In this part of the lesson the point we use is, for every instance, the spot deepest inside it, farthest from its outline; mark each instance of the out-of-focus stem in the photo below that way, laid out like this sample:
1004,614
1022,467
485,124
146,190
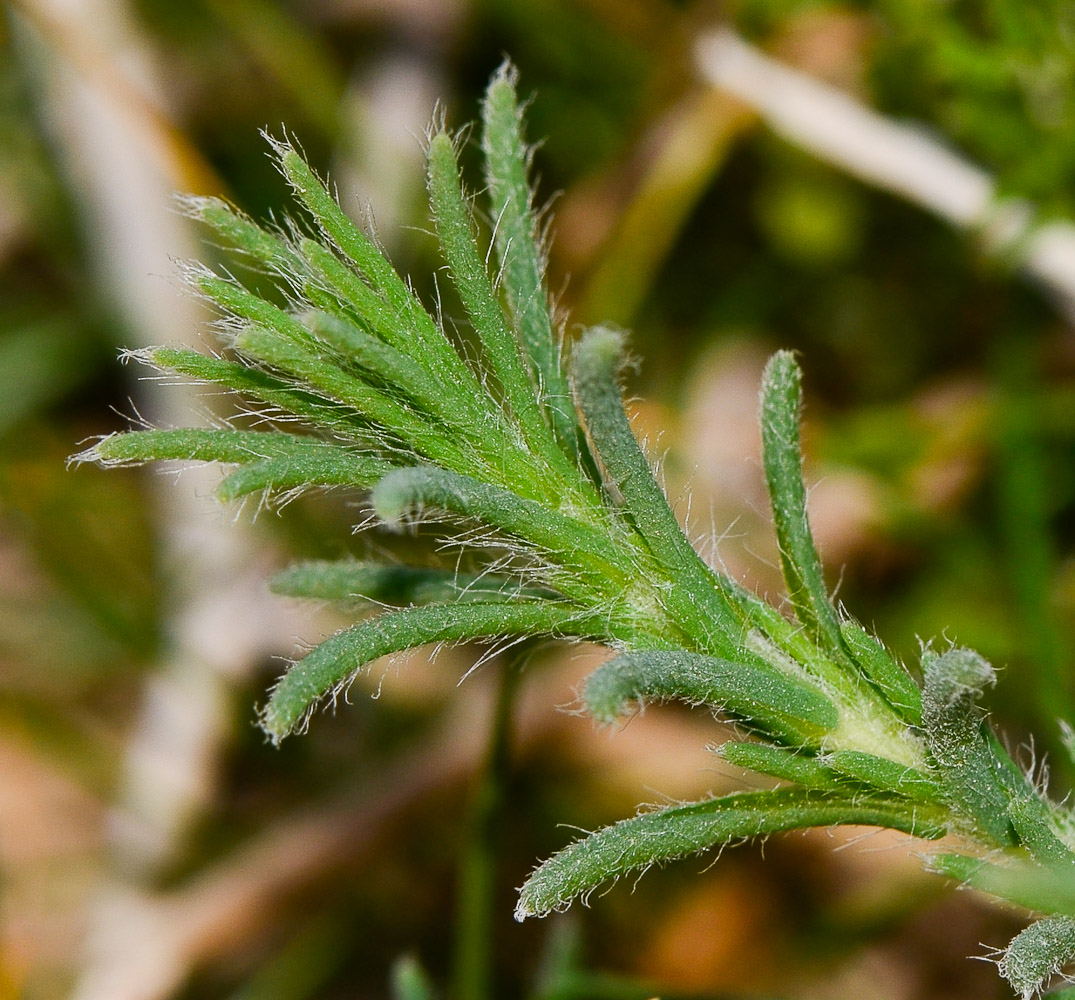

******************************

Exercise requirements:
Copy out every line of the material above word for word, leaving out the picture.

Output below:
In this part of the lesson the point we use is, for every instance, the spot deepest inside it, farthest from its outline; mark each instance of the out-of-focus stem in the photo below that way, laid out like this sample:
1004,614
1022,467
485,124
146,190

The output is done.